■ Exercise description
Update the stretch of records from the line containing "The query is: overexposed sky" through the line containing "(4, 0), (678, 143)" by replacing "integer pixel coordinates" with "whole-number pixel coordinates", leaving all else unchanged, and give back only those lines.

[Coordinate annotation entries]
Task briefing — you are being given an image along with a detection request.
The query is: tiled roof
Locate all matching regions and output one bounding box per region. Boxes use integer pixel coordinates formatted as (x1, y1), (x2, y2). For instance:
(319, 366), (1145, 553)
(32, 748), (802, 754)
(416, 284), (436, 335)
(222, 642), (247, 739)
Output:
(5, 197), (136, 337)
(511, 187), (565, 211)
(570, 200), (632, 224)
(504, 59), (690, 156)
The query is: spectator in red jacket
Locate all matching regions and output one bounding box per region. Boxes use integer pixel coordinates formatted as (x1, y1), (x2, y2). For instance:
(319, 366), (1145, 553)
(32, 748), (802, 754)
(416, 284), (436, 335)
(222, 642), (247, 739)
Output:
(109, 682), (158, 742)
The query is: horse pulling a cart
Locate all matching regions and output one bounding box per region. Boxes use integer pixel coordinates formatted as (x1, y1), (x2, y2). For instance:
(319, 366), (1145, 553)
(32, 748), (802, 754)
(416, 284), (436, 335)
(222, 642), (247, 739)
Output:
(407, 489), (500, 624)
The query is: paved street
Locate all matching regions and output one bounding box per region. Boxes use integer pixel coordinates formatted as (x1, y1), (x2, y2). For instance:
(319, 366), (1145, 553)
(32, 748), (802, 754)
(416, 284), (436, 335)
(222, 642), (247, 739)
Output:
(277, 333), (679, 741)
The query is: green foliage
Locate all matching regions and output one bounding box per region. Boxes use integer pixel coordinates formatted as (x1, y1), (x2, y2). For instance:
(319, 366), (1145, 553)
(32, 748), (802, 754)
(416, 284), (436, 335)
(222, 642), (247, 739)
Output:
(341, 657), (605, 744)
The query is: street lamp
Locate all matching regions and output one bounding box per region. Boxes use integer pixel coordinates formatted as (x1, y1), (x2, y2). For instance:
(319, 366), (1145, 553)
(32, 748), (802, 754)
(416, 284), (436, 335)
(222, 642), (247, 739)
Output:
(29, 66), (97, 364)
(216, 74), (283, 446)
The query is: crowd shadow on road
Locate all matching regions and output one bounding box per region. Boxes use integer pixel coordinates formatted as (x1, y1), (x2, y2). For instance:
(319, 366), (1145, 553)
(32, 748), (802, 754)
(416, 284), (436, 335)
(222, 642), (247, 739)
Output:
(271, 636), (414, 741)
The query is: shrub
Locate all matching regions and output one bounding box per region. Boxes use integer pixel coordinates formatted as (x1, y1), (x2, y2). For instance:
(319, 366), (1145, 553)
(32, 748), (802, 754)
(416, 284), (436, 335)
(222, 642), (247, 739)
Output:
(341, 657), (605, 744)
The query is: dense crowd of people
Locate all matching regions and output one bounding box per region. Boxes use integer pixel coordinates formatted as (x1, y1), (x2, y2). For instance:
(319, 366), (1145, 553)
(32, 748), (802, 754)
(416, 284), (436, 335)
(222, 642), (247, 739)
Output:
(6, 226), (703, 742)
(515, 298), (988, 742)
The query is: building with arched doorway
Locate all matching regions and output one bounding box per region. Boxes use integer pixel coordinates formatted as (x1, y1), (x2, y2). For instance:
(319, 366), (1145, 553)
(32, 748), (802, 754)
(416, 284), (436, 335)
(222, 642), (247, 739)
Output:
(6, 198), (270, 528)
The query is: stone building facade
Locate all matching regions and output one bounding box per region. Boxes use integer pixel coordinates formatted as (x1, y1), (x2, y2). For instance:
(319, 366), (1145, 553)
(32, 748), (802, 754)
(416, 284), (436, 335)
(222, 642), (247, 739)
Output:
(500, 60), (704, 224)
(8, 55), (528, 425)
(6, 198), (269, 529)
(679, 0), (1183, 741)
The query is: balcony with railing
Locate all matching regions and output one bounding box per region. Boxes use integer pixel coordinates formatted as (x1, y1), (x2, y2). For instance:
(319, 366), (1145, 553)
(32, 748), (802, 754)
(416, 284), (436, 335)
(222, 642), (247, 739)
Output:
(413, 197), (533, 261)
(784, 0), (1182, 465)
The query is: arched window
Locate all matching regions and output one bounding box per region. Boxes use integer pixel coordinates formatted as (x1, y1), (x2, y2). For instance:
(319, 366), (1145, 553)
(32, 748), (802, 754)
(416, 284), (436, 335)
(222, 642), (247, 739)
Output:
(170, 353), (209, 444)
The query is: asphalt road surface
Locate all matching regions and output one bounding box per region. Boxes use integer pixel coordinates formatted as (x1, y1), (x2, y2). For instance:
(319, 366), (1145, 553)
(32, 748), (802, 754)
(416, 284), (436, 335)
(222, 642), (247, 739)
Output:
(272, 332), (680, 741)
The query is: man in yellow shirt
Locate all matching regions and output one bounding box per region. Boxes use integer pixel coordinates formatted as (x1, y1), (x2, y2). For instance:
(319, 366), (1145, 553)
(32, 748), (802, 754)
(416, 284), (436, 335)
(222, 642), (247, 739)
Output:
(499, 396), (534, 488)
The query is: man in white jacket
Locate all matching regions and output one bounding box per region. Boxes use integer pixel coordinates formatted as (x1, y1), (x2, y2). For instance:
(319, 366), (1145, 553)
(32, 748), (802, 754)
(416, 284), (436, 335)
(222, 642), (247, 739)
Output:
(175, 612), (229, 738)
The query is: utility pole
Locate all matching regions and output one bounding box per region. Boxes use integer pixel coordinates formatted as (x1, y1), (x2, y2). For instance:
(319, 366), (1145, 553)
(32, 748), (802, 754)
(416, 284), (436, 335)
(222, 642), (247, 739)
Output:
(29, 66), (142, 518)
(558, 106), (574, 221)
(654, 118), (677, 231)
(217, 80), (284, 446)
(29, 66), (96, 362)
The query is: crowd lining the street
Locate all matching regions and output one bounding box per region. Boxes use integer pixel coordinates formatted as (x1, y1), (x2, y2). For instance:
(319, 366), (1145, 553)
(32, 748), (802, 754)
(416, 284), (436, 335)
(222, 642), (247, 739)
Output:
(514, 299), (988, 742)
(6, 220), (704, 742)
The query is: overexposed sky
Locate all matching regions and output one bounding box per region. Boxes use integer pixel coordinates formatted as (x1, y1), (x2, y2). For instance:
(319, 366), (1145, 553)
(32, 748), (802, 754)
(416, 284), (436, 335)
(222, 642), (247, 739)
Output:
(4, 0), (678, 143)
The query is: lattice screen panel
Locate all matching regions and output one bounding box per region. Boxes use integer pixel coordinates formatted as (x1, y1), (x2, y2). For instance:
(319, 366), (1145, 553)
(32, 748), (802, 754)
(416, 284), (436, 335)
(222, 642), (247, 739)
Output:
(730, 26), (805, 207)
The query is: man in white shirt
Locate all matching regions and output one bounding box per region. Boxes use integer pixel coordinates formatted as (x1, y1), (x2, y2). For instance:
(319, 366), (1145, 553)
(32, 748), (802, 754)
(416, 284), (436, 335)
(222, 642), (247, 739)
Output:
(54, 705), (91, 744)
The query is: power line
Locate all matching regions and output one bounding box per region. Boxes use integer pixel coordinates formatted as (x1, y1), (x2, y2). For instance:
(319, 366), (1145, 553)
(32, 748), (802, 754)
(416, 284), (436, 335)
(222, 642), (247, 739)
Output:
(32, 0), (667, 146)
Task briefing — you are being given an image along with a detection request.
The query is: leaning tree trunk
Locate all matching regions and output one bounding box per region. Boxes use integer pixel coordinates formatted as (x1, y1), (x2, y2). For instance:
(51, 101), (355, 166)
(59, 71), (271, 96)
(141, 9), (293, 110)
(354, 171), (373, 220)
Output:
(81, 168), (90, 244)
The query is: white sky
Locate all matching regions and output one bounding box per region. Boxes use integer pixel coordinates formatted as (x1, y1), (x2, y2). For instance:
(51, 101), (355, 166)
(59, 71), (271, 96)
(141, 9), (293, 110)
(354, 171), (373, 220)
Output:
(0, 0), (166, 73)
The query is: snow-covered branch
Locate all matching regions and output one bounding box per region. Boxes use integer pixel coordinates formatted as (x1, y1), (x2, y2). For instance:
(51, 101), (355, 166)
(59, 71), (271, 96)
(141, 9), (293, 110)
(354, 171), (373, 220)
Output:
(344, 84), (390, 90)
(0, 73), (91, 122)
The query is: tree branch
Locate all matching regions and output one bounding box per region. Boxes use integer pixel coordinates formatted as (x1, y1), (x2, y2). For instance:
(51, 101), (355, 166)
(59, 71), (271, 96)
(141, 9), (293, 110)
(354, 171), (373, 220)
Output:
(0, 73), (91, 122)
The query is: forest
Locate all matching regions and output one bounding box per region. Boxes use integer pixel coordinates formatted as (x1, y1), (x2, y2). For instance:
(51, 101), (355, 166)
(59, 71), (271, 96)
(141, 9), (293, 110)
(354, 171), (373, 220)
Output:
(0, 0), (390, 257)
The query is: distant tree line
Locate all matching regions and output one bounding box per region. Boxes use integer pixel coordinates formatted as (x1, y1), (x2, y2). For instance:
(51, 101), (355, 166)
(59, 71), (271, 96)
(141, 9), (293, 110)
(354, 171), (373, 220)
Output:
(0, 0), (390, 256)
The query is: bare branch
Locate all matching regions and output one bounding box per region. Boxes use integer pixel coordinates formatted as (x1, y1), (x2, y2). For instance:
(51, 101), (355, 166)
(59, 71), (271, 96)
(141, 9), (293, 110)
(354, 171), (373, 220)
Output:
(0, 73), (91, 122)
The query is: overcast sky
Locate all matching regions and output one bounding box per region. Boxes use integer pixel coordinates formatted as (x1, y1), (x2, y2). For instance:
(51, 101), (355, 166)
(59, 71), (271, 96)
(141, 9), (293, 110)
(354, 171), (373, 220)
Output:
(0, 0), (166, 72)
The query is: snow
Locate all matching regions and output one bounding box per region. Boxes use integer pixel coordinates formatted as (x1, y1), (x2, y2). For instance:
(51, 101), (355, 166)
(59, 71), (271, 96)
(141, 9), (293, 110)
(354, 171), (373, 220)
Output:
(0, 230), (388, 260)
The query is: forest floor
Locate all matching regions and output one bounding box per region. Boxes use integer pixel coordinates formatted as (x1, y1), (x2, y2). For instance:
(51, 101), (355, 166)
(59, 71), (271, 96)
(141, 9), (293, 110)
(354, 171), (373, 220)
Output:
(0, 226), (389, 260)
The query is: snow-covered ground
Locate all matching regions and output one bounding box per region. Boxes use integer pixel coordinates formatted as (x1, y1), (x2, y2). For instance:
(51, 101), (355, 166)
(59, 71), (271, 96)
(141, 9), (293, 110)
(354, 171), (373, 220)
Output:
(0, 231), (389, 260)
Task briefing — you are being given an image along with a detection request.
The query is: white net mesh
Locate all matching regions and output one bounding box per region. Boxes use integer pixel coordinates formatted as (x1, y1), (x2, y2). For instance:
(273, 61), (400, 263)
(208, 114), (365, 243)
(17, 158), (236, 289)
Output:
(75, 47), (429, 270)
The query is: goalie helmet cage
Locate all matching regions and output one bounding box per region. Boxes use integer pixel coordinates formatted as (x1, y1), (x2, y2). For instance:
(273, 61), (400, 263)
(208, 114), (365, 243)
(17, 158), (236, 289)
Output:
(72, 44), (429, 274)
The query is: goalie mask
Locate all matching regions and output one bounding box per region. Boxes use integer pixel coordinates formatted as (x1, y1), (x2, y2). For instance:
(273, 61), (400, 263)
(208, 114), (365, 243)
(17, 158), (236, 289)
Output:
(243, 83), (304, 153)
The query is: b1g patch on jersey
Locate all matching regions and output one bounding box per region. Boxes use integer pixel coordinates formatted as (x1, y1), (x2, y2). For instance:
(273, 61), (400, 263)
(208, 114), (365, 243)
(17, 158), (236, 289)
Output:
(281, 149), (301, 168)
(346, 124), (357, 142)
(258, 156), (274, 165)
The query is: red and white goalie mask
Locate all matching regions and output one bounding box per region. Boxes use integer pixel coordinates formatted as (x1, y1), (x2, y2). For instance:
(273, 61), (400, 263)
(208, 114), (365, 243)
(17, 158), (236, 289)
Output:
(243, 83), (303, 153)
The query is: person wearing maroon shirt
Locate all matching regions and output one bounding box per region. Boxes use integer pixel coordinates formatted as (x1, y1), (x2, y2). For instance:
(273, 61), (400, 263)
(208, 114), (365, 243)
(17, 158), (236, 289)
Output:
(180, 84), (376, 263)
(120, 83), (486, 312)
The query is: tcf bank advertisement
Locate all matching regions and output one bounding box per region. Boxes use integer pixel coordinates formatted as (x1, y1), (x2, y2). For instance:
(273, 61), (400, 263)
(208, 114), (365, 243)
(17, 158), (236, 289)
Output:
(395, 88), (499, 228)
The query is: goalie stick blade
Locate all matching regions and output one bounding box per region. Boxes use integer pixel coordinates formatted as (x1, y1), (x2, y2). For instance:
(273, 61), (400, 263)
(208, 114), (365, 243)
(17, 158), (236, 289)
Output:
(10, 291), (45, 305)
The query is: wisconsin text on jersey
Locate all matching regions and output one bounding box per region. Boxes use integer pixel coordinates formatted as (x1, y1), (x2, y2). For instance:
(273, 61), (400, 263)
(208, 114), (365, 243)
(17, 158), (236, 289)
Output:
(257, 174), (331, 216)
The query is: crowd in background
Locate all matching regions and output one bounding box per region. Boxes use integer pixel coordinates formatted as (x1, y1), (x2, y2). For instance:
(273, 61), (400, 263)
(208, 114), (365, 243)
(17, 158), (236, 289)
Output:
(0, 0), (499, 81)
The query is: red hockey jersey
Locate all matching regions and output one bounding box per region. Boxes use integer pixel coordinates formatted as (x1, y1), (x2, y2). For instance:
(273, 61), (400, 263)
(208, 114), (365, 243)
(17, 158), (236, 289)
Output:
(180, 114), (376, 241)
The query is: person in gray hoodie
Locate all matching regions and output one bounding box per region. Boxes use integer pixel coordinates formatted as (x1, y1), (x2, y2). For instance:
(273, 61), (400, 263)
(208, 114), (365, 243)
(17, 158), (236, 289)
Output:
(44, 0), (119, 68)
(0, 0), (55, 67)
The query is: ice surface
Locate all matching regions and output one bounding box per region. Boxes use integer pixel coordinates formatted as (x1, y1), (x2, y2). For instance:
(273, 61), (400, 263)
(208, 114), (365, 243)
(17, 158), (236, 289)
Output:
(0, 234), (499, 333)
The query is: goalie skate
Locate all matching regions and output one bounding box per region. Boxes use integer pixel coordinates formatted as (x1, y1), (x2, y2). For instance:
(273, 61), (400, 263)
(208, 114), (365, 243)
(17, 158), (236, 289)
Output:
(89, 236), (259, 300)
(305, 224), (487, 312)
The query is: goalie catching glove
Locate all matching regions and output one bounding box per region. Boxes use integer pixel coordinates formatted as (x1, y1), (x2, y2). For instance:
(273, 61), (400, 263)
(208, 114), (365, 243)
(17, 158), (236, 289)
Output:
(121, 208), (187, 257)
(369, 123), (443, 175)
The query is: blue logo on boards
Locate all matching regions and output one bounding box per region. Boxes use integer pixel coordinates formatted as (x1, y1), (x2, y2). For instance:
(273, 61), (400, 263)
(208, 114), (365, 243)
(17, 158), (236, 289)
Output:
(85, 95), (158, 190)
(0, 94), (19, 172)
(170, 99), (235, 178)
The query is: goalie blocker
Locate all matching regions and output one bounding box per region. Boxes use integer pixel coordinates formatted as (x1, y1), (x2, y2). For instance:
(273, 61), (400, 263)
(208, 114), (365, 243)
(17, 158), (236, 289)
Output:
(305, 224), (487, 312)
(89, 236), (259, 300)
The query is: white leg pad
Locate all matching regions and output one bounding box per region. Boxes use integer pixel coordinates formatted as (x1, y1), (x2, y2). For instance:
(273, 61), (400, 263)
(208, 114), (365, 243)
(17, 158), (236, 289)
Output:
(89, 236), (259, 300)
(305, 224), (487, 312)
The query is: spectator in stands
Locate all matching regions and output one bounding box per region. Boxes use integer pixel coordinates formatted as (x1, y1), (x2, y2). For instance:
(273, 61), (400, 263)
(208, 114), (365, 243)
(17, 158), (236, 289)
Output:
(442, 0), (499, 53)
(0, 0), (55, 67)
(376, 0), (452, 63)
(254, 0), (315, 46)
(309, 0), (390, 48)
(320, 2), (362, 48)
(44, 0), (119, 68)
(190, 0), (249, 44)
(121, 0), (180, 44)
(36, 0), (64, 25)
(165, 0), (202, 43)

■ Output of the exercise
The query is: overexposed sky
Locate all matching regions and output one bounding box per region. Boxes use whole-number pixel coordinates formatted as (x1, y1), (x2, y2). For instance:
(319, 366), (1145, 553)
(32, 748), (802, 754)
(416, 284), (436, 335)
(222, 642), (247, 739)
Output:
(4, 0), (678, 143)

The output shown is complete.